• _Brano da leggere_
In breve:

Riprendiamoci lo spazio

sguardi

di Claudia Carta.
Torno in queste righe su un tema a me molto caro, quello della comunicazione.
Lo faccio un po’ riprendendo il filo del discorso iniziato a gennaio dove mi è piaciuto, e tanto, mettere di fronte due concetti – meglio sarebbe dire due facce della stessa medaglia – o più ancora due anime che si intrecciano profondamente all’interno della stessa parola: velocità e lentezza.
Indivisibili, credo. L’una complementare dell’altra. Entrambe a servizio del significato profondo della comunicazione stessa, quello, cioè, di veicolare un messaggio e di creare relazioni, interazioni, legami.
Così Papa Francesco agli operatori della comunicazione in occasione della memoria di San Francesco di Sales, patrono dei giornalisti: «La velocità dell’informazione – scrive il Santo Padre – supera la nostra capacità di riflessione e giudizio e non permette un’espressione di sé misurata e corretta. La varietà delle opinioni espresse può essere percepita come ricchezza, ma è anche possibile chiudersi in una sfera di informazioni che corrispondono solo alle nostre attese e alle nostre idee. […] Il desiderio di connessione digitale può finire per isolarci dal nostro prossimo, da chi ci sta più vicino».
Da qui la domanda: «Cosa ci aiuta nell’ambiente digitale a crescere in umanità e nella comprensione reciproca? Dobbiamo recuperare un certo senso di lentezza e di calma. Questo richiede tempo e capacità di fare silenzio per ascoltare».
Silenzio e ascolto. E aggiunge parole come “pazienza”, “tolleranza”, “conoscenza”. Con l’altro, dell’altro. E perché questa “cultura dell’incontro” sia autentica, «non basta passare lungo le strade digitali – sottolinea Bergoglio – cioè semplicemente essere connessi: occorre che la connessione sia accompagnata dall’incontro vero. Abbiamo bisogno di amare ed essere amati. Abbiamo bisogno di tenerezza».

• _Dati forniti_
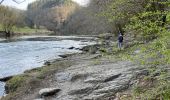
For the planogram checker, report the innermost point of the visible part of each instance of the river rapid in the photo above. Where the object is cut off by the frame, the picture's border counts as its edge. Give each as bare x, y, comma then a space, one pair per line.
28, 52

• _Consegna_
Riassumi in due frasi il brano sulla comunicazione.

• _Risposta scritta_
Il brano torna sul tema della comunicazione e presenta velocità e lentezza come due anime indivisibili e complementari, entrambe al servizio del veicolare un messaggio e del creare relazioni. Citando Papa Francesco, ricorda che la velocità dell'informazione supera la nostra capacità di riflessione e che bisogna recuperare lentezza, silenzio e ascolto, perché la connessione sia accompagnata da un incontro vero.